§ **EXERCISES TO COMPLETE**
a: In the passage on federal budget proposals, what share of all discretionary spending would the Pentagon still get under President Obama's budget proposal?
b: Condense the paragraph of the federal budget passage that begins "The People's budget courageously goes after" into a short bulleted list that keeps its main facts.
c: From the federal budget passage, print the text that starts at the words "But of all the" and ends after "cutting war funding.".

But of all the federal budget proposals that will be introduced in Congress this spring, it offers the best option by far. While President Obama’s budget proposal does trim war spending a hair from last year, the Pentagon would still walk away with 54% of all discretionary spending. The Republican congress will, of course, insist on significant increases for the Pentagon in its budget along with massive cuts in non-Pentagon outlays as has been promoted by the new Speaker of the House, Paul Ryan. And the Black Congressional Caucus has always shied away from the issue of cutting war funding.
The People’s budget courageously goes after the Overseas Contingency Operations (OCO) slush fund to generate most of its Pentagon cuts. It provides only one more year of OCO spending and then zeros out the OCO completely. Most importantly that one year of funding must be used to safely extricate our troops from the endless Afghanistan war. This feature of the Peoples’ Budget is by far the most positive and specific provision in its section on military spending. It cuts war spending by a whopping $761 billion over 10 years, closing out this OCO account that has been used to bring death and destruction to Iraq, Libya, Yemen, Syria, Afghanistan and other countries over the past 15 years or so. (In addition the CPC budget adds significant funding for refugee re-settlement programs, diplomacy, the Global Fund to Fight AIDS, and other worthwhile humanitarian and peace building efforts around the world.)

§ **DATA SECTION**
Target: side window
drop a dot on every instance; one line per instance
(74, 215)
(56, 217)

§ **SOLUTIONS**
a: 54%

b:
- The People's Budget gets most of its Pentagon cuts from the Overseas Contingency Operations (OCO) slush fund.
- It funds OCO for one more year and then zeros it out completely.
- That final year of funding must be used to safely extricate troops from the Afghanistan war.
- The OCO provision is the most positive and specific part of its military spending section.
- It cuts war spending by $761 billion over 10 years by closing the OCO account. That account has been used to bring death and destruction to Iraq, Libya, Yemen, Syria, Afghanistan and other countries over roughly the past 15 years.
- The CPC budget also adds significant funding for refugee re-settlement programs, diplomacy, the Global Fund to Fight AIDS, and other humanitarian and peace building efforts.

c:
But of all the federal budget proposals that will be introduced in Congress this spring, it offers the best option by far. While President Obama’s budget proposal does trim war spending a hair from last year, the Pentagon would still walk away with 54% of all discretionary spending. The Republican congress will, of course, insist on significant increases for the Pentagon in its budget along with massive cuts in non-Pentagon outlays as has been promoted by the new Speaker of the House, Paul Ryan. And the Black Congressional Caucus has always shied away from the issue of cutting war funding.